=== Directive A ===
Output the passage about the Spanish Left from "As for the 1936" up to and including "side was blameless.", unchanged.

BEGIN Document section

The problem with the Spanish Left (Popular Front) IMO was that it was never a unified political entity with a coherent view of the future for Spain; it was ever a political Frankenstein creature assembled for momentary electoral advantage from a variety of internally squabbling political body parts which largely despised each other as much as they did the Spanish Right ….. to the point that they physically fought and killed each other in the streets. It was a political front that could be organized to win an election, but was incapable of governing. There were clearly legitimate issues in Spain over-ripe for reform (keeping in mind that part of the economic suffering in Spain during the 30s stemmed from the Great Depression), but the Left never displayed any of the political acumen or sense of strategic compromise necessary to rally the nation as a whole. The extremist Left wanted to seize everything right away, took extremist measures to do so and ultimately lit the fuze that ignited the Spanish Civil War.

As for the 1936 election results, it is useful and interesting to note three factors: (1) the Popular Front did NOT win a majority of the national popular vote; (2) the individual party winning the most Cortes seats was in fact CEDA –a member of the National Front; (3) the Falangist/Fascist party (supposed boogeyman of the right) won no seats whatsoever.

Like the New Left journalists I used to read in the 60s here in the USA. Endless political tracts have been spewed out over the years, re-writing history to sanctify the Spanish Republican cause, erase their mistakes and misdeeds and concomitantly vilify the Nationalists as the sole source of all evil. The fact of the matter is IMO that there was plenty of blame to go around for both parties; neither side was blameless.

B

Chouan31 Jan 2017 4:04 a.m. PST

"Had you bothered to pay attention to my earlier post, you would have noted that I made NO judgment as the political virtue of either side. IIRC, my comment was that "neither side wore a white mantle". The Left's campaign of organized intimidation and terror began well before the 1936 timeline that you fixate upon."

That I fixate on. Yes, because that is when the army rose up against the legitimately elected government, starting by killing all officers who didn't join them, ie. those who stayed loyal to their oath of allegiance to the constitution. You may care to note that nobody has suggested that acts of violence weren't carried out by the left. What has been consistently argued is that the level of organised violence by the right, from the start of the 20th century right up the the rebellion was far larger in scale, and far worse. One would imagine, from your fixation on the violence of the anarchists in the 1930's (the communists were so insignificant until 1936 that they're hardly worth mentioning) that you believe that a few desperate anarchists killing armed policemen is far worse than armed policemen, soldiers and the paid thugs of the factory and landowners (usually referred to as "pistoleros"), killing striking workers, demonstrators, and their family members. That armed policemen and pistoleros assassinating union members, and union organisers, simply for being union officials and members, is somehow acceptable in comparison? That anarchists, or peasants, killing armed policemen who have fired into unarmed demonstrators is somehow worse than armed soldiers and policemen, the upholders of law and order, beating to death Asturian miners, then raping and murdering their wives? Why the fixation on the violence from the left, which nobody has denied?

END Document section
BEGIN Input data

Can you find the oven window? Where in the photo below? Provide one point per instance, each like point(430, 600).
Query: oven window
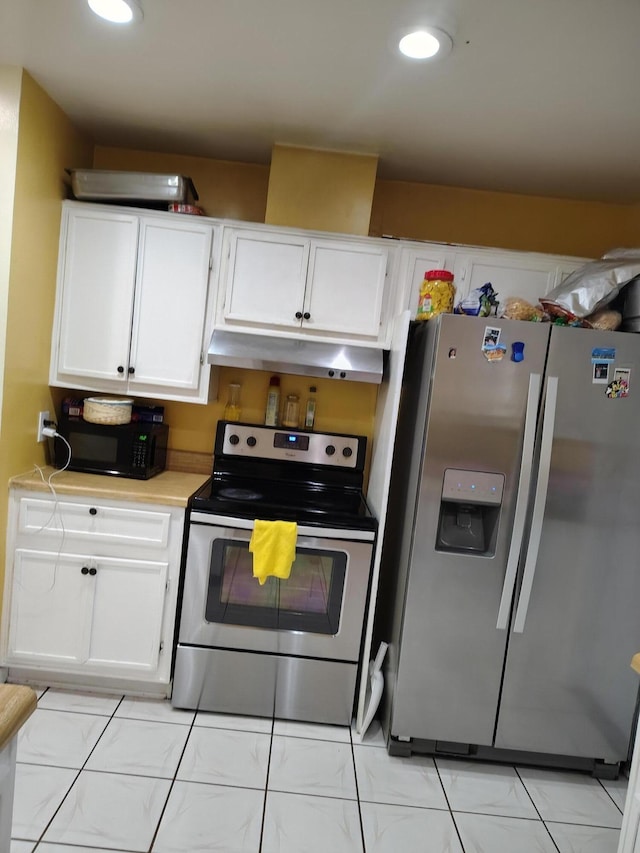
point(309, 600)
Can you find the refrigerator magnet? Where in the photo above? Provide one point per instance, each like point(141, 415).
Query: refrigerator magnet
point(620, 385)
point(600, 372)
point(491, 336)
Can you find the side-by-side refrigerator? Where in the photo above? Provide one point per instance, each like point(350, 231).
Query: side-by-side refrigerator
point(511, 567)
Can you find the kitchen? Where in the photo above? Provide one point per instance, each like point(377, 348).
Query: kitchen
point(26, 359)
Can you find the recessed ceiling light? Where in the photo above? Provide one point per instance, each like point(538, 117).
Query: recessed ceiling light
point(426, 43)
point(117, 11)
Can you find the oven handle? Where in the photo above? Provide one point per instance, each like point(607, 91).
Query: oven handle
point(320, 532)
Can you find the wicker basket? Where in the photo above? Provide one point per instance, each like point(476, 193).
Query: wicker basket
point(105, 410)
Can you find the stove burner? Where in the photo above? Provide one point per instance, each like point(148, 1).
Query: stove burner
point(239, 494)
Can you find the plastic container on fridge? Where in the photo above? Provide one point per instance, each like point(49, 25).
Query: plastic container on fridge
point(115, 186)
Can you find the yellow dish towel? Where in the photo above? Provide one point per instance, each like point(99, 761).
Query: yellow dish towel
point(273, 545)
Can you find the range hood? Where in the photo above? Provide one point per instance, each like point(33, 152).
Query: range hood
point(301, 357)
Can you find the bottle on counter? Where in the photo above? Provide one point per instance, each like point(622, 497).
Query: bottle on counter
point(291, 417)
point(310, 409)
point(232, 410)
point(273, 402)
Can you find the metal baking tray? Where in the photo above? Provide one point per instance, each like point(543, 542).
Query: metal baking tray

END Input data

=== Directive B ===
In the records, rename "refrigerator" to "fridge" from the start of the records up to and including the line with "point(26, 359)", changing nothing else. Return only those lines, and leave out the pictures.

=== Task solution A ===
As for the 1936 election results, it is useful and interesting to note three factors: (1) the Popular Front did NOT win a majority of the national popular vote; (2) the individual party winning the most Cortes seats was in fact CEDA –a member of the National Front; (3) the Falangist/Fascist party (supposed boogeyman of the right) won no seats whatsoever.

Like the New Left journalists I used to read in the 60s here in the USA. Endless political tracts have been spewed out over the years, re-writing history to sanctify the Spanish Republican cause, erase their mistakes and misdeeds and concomitantly vilify the Nationalists as the sole source of all evil. The fact of the matter is IMO that there was plenty of blame to go around for both parties; neither side was blameless.

=== Task solution B ===
Can you find the oven window? Where in the photo below? Provide one point per instance, each like point(430, 600).
Query: oven window
point(309, 600)
Can you find the fridge magnet? Where in the photo above? Provide one point per instance, each like point(141, 415).
Query: fridge magnet
point(620, 385)
point(600, 372)
point(491, 336)
Can you find the side-by-side fridge? Where in the photo above? Provide one point per instance, each like point(350, 231).
Query: side-by-side fridge
point(511, 567)
Can you find the kitchen? Where in the photo above? Provide one point per instance, each like point(377, 348).
Query: kitchen
point(26, 359)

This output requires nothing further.